-- Directions for this task --
The post below on the RESET test names some transforms of \(x\) that a specification with only a linear \(x\) leaves out. List every one of them.

Text excerpt START

RESET: A test for omitted variables?

Yes, but nope

James Bland true
2022-09-08

Yesterday a colleague asked me about the Ramsey RESET test. A student had asked her about whether it could be used to test for omitted variables. Specifically, whether this test could be used to determine whether an explanatory variable is endogenous.

The short answer to this question is a resounding no, but it got us thinking about the disctinction between two kinds of omitted variables:

  1. The kind we usually worry about, which are the ones that never show up in our dataset. These are what we usually think about when one of our explanatory variables is endogeneous.
  2. A transform of one of the variables we include. For example if we only include \(x\) linearly in our specification, then we are leaving out \(x^2\), \(x^3\), \(\log x\), \(x^{-1}\), \(\exp(x)\), and so on.

Text excerpt END
Input data START

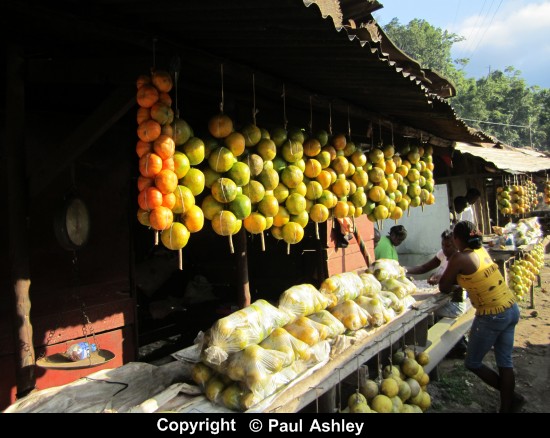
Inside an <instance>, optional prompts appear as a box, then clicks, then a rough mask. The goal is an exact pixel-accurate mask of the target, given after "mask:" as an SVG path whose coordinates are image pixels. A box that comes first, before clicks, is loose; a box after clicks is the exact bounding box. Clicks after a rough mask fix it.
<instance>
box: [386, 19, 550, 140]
mask: <svg viewBox="0 0 550 438" xmlns="http://www.w3.org/2000/svg"><path fill="white" fill-rule="evenodd" d="M384 31H385V32H386V34H387V35H388V36H389V37H390V38H391V40H392V41H393V42H394V43H395V44H396V45H397V46H398V47H399V48H400V49H401V50H402V51H403V52H405V53H406V54H407V55H409V56H410V57H411V58H413V59H415V60H416V61H418V62H419V63H420V65H421V66H422V67H423V68H430V69H432V70H434V71H436V72H437V73H439V74H440V75H441V76H443V77H445V78H447V79H448V80H449V81H450V82H451V83H453V85H454V86H455V87H456V89H457V96H456V97H454V98H453V99H452V100H451V104H452V105H453V107H454V109H455V111H456V112H457V114H458V115H459V117H461V118H463V119H468V120H466V121H467V123H468V125H470V126H472V127H474V128H477V129H480V130H482V131H483V132H485V133H487V134H489V135H492V136H494V137H496V138H497V139H498V140H500V141H501V142H504V143H506V144H509V145H512V146H516V147H524V146H529V145H532V146H533V147H535V148H536V149H539V150H546V151H550V90H549V89H542V88H540V87H538V86H535V87H528V86H527V84H526V83H525V81H524V80H523V79H522V77H521V72H520V71H519V70H516V69H515V68H514V67H507V68H506V69H505V70H504V71H500V70H496V71H493V72H491V74H490V75H488V76H487V77H484V78H480V79H474V78H467V77H466V76H465V75H464V72H463V68H464V66H465V65H466V64H467V63H468V59H457V60H453V59H452V57H451V48H452V46H453V44H454V43H457V42H459V41H462V40H463V37H461V36H459V35H457V34H454V33H449V32H447V31H444V30H441V29H440V28H435V27H433V26H432V25H430V24H429V23H428V22H427V21H425V20H420V19H414V20H412V21H411V22H410V23H409V24H407V25H401V24H400V23H399V20H398V19H397V18H394V19H393V20H392V21H390V22H389V23H388V24H387V25H386V26H384ZM479 121H482V122H492V123H480V122H479ZM529 127H530V129H529Z"/></svg>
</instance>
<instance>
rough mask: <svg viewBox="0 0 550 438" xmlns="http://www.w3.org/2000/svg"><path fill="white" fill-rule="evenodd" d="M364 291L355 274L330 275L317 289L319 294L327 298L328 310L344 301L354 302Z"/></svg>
mask: <svg viewBox="0 0 550 438" xmlns="http://www.w3.org/2000/svg"><path fill="white" fill-rule="evenodd" d="M364 289H365V286H364V285H363V281H362V280H361V278H360V277H359V275H358V274H357V273H355V272H343V273H341V274H335V275H331V276H330V277H329V278H327V279H325V281H323V283H321V287H320V288H319V290H320V291H321V293H322V294H324V295H326V296H327V297H328V298H329V301H330V302H329V305H328V308H329V309H330V308H332V307H335V306H337V305H338V304H341V303H343V302H344V301H346V300H354V299H355V298H357V297H358V296H359V295H361V294H362V293H363V291H364Z"/></svg>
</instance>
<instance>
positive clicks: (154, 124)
mask: <svg viewBox="0 0 550 438" xmlns="http://www.w3.org/2000/svg"><path fill="white" fill-rule="evenodd" d="M160 132H161V127H160V123H159V122H157V121H155V120H153V119H149V120H146V121H145V122H143V123H140V124H139V125H138V129H137V134H138V137H139V138H140V139H141V140H143V141H155V140H156V139H157V138H158V137H159V135H160Z"/></svg>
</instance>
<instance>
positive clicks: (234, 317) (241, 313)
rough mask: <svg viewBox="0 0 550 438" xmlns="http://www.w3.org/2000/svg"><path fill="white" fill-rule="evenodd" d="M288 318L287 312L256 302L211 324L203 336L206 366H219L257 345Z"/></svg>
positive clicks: (288, 317)
mask: <svg viewBox="0 0 550 438" xmlns="http://www.w3.org/2000/svg"><path fill="white" fill-rule="evenodd" d="M290 319H291V316H290V315H289V314H288V313H287V312H283V311H282V310H279V309H278V308H277V307H275V306H272V305H271V304H269V303H268V302H267V301H266V300H257V301H255V302H254V303H252V304H251V305H250V306H248V307H246V308H244V309H241V310H238V311H236V312H234V313H232V314H231V315H228V316H226V317H225V318H221V319H219V320H218V321H216V322H215V323H214V325H213V326H212V327H211V328H210V330H209V331H208V333H207V335H206V343H205V347H206V348H204V350H203V351H202V356H201V357H202V359H203V360H204V361H205V362H206V363H208V364H211V365H215V366H216V365H220V364H221V363H223V362H224V361H225V360H226V359H227V356H228V354H229V353H234V352H237V351H240V350H244V349H245V348H246V347H248V346H249V345H253V344H259V343H260V342H262V341H263V340H264V339H265V338H267V337H268V336H269V335H270V334H271V332H272V331H273V330H275V329H276V328H277V327H282V326H284V325H285V324H287V323H288V322H289V321H290Z"/></svg>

Input data END

-- Response area --
\(x^2\), \(x^3\), \(\log x\), \(x^{-1}\), \(\exp(x)\)